--- start Excerpted data ---

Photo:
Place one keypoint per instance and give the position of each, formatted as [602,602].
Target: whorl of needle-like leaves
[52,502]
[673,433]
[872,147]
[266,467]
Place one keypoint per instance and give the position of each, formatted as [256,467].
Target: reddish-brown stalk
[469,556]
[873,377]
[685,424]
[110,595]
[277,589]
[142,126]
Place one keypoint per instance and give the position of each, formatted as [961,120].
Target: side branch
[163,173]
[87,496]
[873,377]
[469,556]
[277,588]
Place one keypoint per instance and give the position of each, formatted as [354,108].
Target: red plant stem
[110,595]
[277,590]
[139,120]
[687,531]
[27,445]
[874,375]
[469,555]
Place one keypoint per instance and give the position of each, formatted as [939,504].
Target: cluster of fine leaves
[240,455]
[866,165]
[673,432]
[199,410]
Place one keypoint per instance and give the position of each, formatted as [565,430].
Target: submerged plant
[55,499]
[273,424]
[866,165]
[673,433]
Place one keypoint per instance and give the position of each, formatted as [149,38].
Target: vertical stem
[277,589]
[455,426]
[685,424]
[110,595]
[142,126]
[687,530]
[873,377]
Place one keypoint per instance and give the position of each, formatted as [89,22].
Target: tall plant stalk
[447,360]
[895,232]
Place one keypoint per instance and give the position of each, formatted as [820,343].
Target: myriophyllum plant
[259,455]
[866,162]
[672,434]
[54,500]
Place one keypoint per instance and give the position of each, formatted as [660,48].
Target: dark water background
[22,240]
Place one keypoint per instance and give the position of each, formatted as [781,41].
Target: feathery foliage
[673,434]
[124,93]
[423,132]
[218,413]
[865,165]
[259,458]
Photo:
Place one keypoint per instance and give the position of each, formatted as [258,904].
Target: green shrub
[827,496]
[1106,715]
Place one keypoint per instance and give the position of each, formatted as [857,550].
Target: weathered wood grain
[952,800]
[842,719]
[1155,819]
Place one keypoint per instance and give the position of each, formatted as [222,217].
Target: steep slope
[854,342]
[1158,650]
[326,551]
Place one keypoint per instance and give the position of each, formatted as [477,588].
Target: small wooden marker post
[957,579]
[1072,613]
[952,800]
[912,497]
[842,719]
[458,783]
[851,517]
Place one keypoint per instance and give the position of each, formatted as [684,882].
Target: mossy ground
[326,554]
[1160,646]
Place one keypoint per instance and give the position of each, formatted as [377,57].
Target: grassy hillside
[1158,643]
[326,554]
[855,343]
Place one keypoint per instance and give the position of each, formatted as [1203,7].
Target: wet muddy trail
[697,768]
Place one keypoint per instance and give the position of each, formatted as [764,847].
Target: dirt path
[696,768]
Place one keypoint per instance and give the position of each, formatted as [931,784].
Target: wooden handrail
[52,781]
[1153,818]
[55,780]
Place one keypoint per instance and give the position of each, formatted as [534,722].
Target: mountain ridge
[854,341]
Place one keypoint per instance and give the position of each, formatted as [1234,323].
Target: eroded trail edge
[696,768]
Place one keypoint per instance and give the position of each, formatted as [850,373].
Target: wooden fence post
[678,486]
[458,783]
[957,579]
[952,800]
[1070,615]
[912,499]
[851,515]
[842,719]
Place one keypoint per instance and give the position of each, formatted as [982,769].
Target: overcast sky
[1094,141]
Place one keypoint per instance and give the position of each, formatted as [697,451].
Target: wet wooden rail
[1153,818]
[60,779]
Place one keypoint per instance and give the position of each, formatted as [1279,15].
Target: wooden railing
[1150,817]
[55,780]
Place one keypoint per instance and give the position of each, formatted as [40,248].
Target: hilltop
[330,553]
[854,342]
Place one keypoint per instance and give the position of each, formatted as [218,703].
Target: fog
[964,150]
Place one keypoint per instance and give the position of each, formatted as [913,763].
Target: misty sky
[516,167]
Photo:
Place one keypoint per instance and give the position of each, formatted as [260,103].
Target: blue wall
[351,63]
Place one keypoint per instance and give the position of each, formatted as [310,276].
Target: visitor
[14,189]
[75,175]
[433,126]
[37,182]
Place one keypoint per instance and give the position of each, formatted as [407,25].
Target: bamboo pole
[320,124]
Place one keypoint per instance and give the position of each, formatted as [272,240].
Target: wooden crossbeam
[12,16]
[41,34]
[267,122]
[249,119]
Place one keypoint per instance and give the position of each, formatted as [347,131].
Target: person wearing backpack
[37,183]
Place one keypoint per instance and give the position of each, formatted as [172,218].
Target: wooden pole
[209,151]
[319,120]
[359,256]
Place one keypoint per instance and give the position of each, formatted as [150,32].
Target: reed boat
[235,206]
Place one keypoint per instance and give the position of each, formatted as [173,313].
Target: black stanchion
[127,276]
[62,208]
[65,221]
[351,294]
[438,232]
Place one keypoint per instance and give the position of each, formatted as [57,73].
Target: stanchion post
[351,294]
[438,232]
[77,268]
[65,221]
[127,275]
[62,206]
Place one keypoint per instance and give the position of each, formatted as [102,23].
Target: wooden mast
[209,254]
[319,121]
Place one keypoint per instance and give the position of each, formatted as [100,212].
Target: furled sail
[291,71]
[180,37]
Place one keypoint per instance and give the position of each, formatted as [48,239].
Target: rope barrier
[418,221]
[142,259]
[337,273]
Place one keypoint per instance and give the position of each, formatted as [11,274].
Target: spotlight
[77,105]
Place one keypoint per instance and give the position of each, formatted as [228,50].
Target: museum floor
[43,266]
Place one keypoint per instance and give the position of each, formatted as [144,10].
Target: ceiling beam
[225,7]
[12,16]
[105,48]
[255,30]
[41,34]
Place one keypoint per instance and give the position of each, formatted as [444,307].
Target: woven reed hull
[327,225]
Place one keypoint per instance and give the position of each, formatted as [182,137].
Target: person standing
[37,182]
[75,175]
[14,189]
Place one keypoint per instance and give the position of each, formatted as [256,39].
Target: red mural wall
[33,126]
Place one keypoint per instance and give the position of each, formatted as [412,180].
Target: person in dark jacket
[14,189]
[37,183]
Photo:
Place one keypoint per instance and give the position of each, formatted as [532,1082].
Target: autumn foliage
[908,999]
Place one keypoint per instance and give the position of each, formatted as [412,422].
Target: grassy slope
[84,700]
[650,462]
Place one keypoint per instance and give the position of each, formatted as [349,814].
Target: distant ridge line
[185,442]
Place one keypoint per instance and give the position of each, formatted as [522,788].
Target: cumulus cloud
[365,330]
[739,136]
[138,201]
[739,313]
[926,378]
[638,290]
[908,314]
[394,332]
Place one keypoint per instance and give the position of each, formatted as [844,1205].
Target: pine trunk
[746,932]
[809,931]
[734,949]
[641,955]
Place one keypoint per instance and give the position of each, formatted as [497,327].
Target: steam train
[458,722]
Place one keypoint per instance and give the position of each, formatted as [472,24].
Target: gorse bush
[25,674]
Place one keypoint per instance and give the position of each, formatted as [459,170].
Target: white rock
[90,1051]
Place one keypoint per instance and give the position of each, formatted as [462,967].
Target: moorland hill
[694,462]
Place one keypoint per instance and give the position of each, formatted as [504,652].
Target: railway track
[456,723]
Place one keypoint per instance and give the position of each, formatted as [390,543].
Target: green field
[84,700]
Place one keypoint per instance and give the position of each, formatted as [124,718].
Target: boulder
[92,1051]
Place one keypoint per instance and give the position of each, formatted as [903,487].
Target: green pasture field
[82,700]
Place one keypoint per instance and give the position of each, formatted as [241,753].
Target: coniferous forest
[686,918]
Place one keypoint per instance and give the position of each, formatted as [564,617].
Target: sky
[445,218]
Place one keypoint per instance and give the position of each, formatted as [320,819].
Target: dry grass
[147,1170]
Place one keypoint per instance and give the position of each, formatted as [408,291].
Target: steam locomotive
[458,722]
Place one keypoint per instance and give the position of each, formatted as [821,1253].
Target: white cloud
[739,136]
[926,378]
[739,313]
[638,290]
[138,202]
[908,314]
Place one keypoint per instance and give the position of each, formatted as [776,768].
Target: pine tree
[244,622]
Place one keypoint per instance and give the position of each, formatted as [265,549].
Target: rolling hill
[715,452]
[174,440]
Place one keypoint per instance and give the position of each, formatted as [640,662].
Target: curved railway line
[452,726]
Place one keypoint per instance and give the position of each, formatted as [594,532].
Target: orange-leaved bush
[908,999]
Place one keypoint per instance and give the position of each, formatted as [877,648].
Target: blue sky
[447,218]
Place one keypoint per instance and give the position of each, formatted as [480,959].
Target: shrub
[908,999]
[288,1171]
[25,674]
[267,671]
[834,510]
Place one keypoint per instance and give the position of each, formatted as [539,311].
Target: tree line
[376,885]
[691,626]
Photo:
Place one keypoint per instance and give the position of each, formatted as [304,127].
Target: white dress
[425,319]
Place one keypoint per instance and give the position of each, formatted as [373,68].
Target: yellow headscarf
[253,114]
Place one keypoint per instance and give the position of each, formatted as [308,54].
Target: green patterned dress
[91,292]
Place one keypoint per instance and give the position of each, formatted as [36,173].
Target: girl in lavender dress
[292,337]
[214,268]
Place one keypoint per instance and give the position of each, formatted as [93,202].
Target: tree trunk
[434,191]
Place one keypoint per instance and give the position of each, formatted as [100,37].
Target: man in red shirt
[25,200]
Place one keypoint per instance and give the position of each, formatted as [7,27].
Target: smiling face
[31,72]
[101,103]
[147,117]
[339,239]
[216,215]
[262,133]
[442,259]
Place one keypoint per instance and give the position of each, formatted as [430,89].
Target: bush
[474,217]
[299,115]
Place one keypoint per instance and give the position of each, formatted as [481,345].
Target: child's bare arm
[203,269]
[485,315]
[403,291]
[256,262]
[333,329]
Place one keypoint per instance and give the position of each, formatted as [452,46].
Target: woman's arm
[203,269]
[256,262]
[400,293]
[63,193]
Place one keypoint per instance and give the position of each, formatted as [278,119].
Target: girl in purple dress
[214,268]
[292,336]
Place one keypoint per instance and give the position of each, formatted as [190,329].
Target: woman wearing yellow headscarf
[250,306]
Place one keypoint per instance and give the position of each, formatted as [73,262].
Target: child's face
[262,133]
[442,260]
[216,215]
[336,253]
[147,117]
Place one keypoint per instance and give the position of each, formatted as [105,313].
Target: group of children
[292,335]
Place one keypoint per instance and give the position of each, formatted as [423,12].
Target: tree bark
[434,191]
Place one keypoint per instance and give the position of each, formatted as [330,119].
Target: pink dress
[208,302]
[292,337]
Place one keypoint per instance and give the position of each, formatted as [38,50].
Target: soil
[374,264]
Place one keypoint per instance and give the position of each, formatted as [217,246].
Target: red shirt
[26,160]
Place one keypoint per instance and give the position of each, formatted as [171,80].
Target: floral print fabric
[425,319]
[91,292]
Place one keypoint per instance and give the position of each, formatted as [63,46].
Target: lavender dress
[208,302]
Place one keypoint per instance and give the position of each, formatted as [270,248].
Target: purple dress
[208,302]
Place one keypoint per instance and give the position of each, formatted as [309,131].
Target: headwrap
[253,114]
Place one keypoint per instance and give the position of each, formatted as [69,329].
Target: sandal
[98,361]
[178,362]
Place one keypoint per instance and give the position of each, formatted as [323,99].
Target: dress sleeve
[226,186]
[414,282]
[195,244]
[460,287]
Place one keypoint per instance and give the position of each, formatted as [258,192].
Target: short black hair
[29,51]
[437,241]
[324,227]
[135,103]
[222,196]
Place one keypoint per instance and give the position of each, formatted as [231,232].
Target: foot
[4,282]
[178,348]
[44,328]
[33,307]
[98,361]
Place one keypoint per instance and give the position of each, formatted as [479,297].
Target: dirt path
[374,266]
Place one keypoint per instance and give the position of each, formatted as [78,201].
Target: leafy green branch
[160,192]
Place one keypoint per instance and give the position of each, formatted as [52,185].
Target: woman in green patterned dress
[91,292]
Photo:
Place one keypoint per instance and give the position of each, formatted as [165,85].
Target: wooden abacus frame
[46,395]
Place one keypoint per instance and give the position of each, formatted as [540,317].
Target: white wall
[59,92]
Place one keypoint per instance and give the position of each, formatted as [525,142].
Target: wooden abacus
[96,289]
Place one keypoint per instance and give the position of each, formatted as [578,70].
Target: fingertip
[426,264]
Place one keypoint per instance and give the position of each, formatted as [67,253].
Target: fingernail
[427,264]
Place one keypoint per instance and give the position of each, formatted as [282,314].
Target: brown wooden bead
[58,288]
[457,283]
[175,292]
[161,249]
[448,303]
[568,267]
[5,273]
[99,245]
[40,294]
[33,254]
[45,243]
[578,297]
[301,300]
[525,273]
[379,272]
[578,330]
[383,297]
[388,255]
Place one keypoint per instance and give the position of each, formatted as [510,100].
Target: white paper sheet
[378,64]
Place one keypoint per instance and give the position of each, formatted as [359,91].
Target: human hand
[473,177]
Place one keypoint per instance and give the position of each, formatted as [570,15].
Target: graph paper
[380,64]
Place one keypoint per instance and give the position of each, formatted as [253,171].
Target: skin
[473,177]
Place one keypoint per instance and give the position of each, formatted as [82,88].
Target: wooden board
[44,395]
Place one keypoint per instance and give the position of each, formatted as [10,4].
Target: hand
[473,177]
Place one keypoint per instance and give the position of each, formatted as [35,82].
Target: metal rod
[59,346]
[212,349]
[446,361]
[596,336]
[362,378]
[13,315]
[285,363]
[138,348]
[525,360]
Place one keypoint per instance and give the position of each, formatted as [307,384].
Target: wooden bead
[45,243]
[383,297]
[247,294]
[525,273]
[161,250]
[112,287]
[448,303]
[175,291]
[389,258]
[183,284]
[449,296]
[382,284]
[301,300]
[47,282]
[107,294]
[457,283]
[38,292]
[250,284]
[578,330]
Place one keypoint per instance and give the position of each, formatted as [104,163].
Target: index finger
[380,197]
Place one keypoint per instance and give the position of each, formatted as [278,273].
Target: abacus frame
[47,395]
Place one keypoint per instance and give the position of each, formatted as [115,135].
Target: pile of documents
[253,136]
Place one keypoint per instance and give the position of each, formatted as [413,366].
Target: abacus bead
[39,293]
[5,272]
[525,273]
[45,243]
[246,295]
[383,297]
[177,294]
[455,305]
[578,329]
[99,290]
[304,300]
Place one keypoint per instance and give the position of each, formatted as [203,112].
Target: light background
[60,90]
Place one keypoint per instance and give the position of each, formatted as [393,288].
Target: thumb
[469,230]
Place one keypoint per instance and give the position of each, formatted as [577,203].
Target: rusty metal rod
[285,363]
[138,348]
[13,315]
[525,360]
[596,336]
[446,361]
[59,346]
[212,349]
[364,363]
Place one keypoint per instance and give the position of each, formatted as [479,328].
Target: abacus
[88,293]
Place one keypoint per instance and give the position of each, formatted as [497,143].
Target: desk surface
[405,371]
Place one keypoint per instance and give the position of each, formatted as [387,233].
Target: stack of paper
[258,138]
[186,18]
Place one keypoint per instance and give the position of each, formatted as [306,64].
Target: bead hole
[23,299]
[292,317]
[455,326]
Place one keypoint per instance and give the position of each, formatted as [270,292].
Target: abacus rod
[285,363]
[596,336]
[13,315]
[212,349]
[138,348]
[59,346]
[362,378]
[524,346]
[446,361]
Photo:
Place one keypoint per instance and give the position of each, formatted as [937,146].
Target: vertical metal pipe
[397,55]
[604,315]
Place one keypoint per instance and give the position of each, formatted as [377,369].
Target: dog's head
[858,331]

--- end Excerpted data ---

- **Exercise**
Look above for the line that holds "formatted as [497,143].", then copy it and each line after it exactly, through the last line of the data.

- **Response to the exercise**
Place one keypoint per instance and give the position of each, formatted as [497,143].
Target: desk surface
[405,371]
Place one keypoint per instance and give the position of each, formatted as [387,233].
Target: stack of paper
[258,138]
[186,18]
Place one keypoint per instance and give the position of each, formatted as [306,64].
Target: bead hole
[23,299]
[292,317]
[455,326]
Place one keypoint per instance and give the position of each, formatted as [270,292].
Target: abacus rod
[285,363]
[596,336]
[13,315]
[212,349]
[138,348]
[59,346]
[362,378]
[524,346]
[446,361]
Photo:
Place one keypoint per instance and give the position of each, formatted as [937,146].
Target: vertical metal pipe
[397,55]
[604,315]
Place one keypoint per instance and give the position of each, formatted as [377,369].
Target: dog's head
[858,331]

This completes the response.